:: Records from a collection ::
★ ★ ★ ★
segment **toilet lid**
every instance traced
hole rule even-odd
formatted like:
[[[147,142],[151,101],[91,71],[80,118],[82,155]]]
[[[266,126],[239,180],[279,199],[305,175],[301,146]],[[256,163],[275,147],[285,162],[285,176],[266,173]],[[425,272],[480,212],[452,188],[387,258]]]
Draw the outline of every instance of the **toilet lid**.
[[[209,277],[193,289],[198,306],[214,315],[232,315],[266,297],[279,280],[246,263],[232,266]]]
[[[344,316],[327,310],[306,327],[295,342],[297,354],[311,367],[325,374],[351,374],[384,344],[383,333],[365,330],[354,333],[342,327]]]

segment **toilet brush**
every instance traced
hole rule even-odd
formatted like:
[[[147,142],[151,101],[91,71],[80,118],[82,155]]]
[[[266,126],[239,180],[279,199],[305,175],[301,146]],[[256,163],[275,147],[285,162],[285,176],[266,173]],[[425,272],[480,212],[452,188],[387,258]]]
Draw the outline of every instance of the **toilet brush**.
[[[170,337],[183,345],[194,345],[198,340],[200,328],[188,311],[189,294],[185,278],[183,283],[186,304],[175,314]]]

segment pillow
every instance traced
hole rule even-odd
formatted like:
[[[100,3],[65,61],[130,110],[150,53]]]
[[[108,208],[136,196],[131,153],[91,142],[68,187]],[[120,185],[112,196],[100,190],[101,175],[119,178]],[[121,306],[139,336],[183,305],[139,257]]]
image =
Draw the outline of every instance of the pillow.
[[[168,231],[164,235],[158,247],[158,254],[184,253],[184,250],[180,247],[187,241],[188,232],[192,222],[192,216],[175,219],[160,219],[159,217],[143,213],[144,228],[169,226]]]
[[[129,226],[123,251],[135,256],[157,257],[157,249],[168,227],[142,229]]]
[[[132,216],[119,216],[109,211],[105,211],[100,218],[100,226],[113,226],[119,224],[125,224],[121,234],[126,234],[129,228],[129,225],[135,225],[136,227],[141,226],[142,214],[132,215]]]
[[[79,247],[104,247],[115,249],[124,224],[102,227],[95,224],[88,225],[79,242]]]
★ ★ ★ ★
:: WHAT TO DO ::
What the exercise needs is every record again, word for word.

:: YOUR RESPONSE ::
segment **toilet lid**
every instance traced
hole rule even-odd
formatted like:
[[[147,142],[151,101],[91,71],[80,118],[82,155]]]
[[[266,126],[239,180],[279,199],[305,175],[301,146]],[[256,163],[275,147],[285,162],[285,176],[266,173]],[[425,272],[480,212],[452,188],[387,258]]]
Draw the outline of every instance of the **toilet lid**.
[[[209,277],[193,289],[198,306],[214,315],[232,315],[266,297],[279,280],[246,263],[232,266]]]
[[[344,316],[327,310],[306,327],[295,342],[297,354],[311,367],[325,374],[351,374],[384,344],[383,333],[365,330],[354,333],[342,327]]]

segment **toilet brush**
every instance traced
hole rule even-odd
formatted like:
[[[147,142],[151,101],[91,71],[80,118],[82,155]]]
[[[266,126],[239,180],[279,199],[305,175],[301,146]],[[256,163],[275,147],[285,162],[285,176],[266,173]],[[425,272],[480,212],[452,188],[387,258]]]
Draw the outline of every instance of the **toilet brush**.
[[[170,337],[183,345],[194,345],[198,340],[200,328],[188,311],[189,294],[185,278],[183,283],[186,304],[175,314]]]

segment pillow
every instance traced
hole rule even-odd
formatted like:
[[[100,3],[65,61],[130,110],[150,53]]]
[[[108,208],[136,196],[131,153],[91,142],[68,187]],[[120,185],[112,196],[100,190],[101,175],[119,178]],[[121,306],[139,336],[183,305],[139,257]]]
image =
Draw the outline of every instance of the pillow.
[[[168,231],[164,235],[158,247],[158,254],[184,253],[184,250],[180,247],[187,241],[188,232],[192,222],[192,216],[175,219],[160,219],[159,217],[143,213],[144,228],[169,226]]]
[[[129,226],[123,251],[135,256],[157,257],[157,249],[168,227],[142,229]]]
[[[132,216],[119,216],[109,211],[105,211],[100,218],[100,226],[113,226],[119,224],[125,224],[121,234],[126,234],[129,228],[129,225],[135,225],[136,227],[141,226],[142,214],[132,215]]]
[[[79,247],[104,247],[115,249],[124,224],[102,227],[95,224],[88,225],[79,242]]]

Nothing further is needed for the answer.